--- START Reading passage ---

The popularity of Vokey’s SM8 wedges has led to an extension of the line, as the company has added a version with a unique slate blue finish that helps boost confidence as players stand over critical shots around the green. The finish is as durable and long-lasting as it is visually appealing, and it’s available in all 23 loft, bounce, and grind options.
“It’s a really good option for the player who wants something that’s a little darker in finish,” said Corey Gerrard, Director of Marketing for Vokey Design Wedges, adding that SM8 is also available in tour chrome, brushed steel and jet black models. “It looks stunning, and I think players really have to look down and love the look of their wedges to inspire confidence.”
Looking back to Young’s innovations in the 1930s, it may seem remarkable that improvements can continue to be made to golf ball technology, especially in the case of the Pro V1 and Pro V1x, but that’s the case with the 2021 release of the models that have been the most played on tour since their release two decades ago.
Designed for longer distance, improved greenside spin and control, and softer feel, Pro V1 and Pro V1x feature a new core, casing layer, cover and aerodynamic technologies — including proprietary 388 (Pro V1) and 348 (Pro V1x) dimple designs optimized for more distance and consistent flight. As with previous models, the Pro V1 offers a lower ball flight and penetrating trajectory, while Pro V1x flies higher with increased spin and a firmer feel.
“To put it simply, both of these golf balls are longer, softer and spin more around the greens, which is what golfers asked us for,” said Frederick Waddell, Senior Product Manager for Titleist Golf Balls. “Justin Thomas winning the Players using the Pro V1 was a perfect example. On the 10th hole Sunday, he hits a high wedge that spins back and he makes birdie. The next hole he hits a long iron into the par-5, comes in high and soft and makes eagle. Then on 16 he hits a rope hook driver and sets up another two-putt birdie.”

--- END Reading passage ---

# What is asked
A - Condense the paragraph of the golf equipment passage that begins "Designed for longer distance" into a short bulleted list that keeps its main facts.
B - Give the part of the golf equipment passage between "Looking back to" and "a firmer feel.", inclusive, again, swapping "dimple designs" for "dimple patterns".

--- START Given data ---

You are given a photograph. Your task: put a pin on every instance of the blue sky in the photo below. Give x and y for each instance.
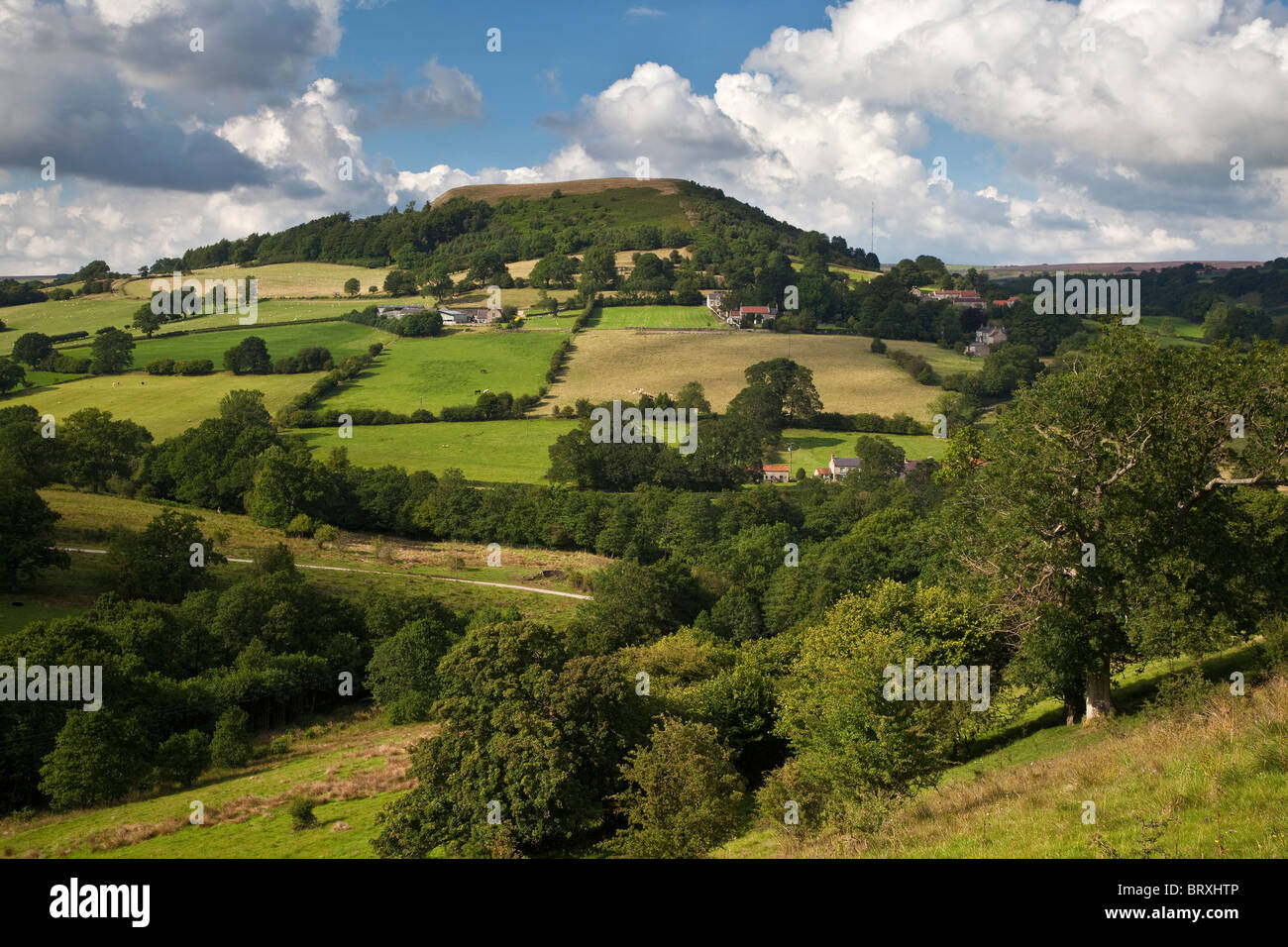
(1070, 132)
(552, 54)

--- END Given data ---

# Solution set
A -
- Pro V1 and Pro V1x are designed for longer distance, better greenside spin and control, and a softer feel.
- Both have a new core, casing layer, cover and aerodynamic technologies.
- Their proprietary dimple designs (388 for Pro V1, 348 for Pro V1x) are optimized for more distance and consistent flight.
- As before, Pro V1 has a lower flight and penetrating trajectory.
- Pro V1x flies higher, with more spin and a firmer feel.

B -
Looking back to Young’s innovations in the 1930s, it may seem remarkable that improvements can continue to be made to golf ball technology, especially in the case of the Pro V1 and Pro V1x, but that’s the case with the 2021 release of the models that have been the most played on tour since their release two decades ago.
Designed for longer distance, improved greenside spin and control, and softer feel, Pro V1 and Pro V1x feature a new core, casing layer, cover and aerodynamic technologies — including proprietary 388 (Pro V1) and 348 (Pro V1x) dimple patterns optimized for more distance and consistent flight. As with previous models, the Pro V1 offers a lower ball flight and penetrating trajectory, while Pro V1x flies higher with increased spin and a firmer feel.